**PROBLEM REQUIREMENTS:** Show every line of the records below that contains the word "pixel".

**THE INPUT:**
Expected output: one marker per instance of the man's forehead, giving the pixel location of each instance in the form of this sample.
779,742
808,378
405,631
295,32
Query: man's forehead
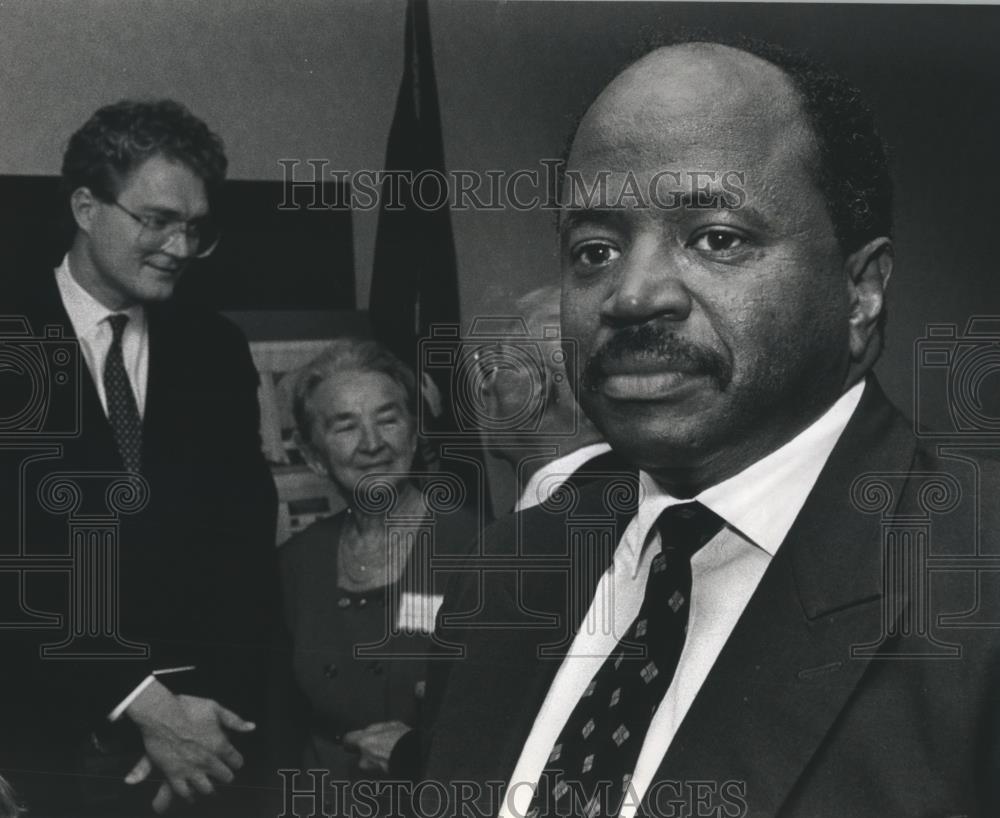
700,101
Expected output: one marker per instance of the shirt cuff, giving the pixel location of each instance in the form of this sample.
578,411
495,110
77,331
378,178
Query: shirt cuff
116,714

* * *

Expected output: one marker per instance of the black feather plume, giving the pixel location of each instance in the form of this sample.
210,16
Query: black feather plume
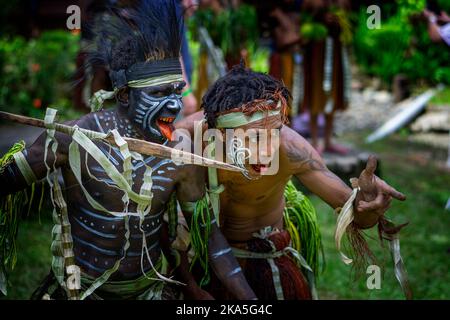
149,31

* * *

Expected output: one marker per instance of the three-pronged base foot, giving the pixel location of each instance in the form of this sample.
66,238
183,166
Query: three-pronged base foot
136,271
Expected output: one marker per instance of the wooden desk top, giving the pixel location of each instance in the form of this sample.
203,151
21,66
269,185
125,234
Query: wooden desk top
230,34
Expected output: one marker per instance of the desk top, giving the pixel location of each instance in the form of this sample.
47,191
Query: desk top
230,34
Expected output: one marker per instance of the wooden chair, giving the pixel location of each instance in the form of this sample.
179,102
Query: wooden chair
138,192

**ANSWER SPACE:**
Expected output: one marker per instance of the man's forehead, giving the pixel location of each instance in the form of this sample.
Expected output: one marker per instance of the shirt cuff, giving the pixel location of each instance in the form of this sample.
Expected output: one marker per instance of the black feather plume, giving the pixel location of each instance in the form of this sample.
Expected output: one marker per instance of the three-pronged base foot, giving the pixel location of each instance in the form of this sample.
Expected output: one marker per instance of the wooden desk top, giving the pixel location of each instance in the form of this sample.
Expected output: one marker per instance of the desk top, giving the pixel location of each instance in the form of this sample.
Expected output: one marker per instance of the wooden chair, giving the pixel location of each instance in the form of this sample.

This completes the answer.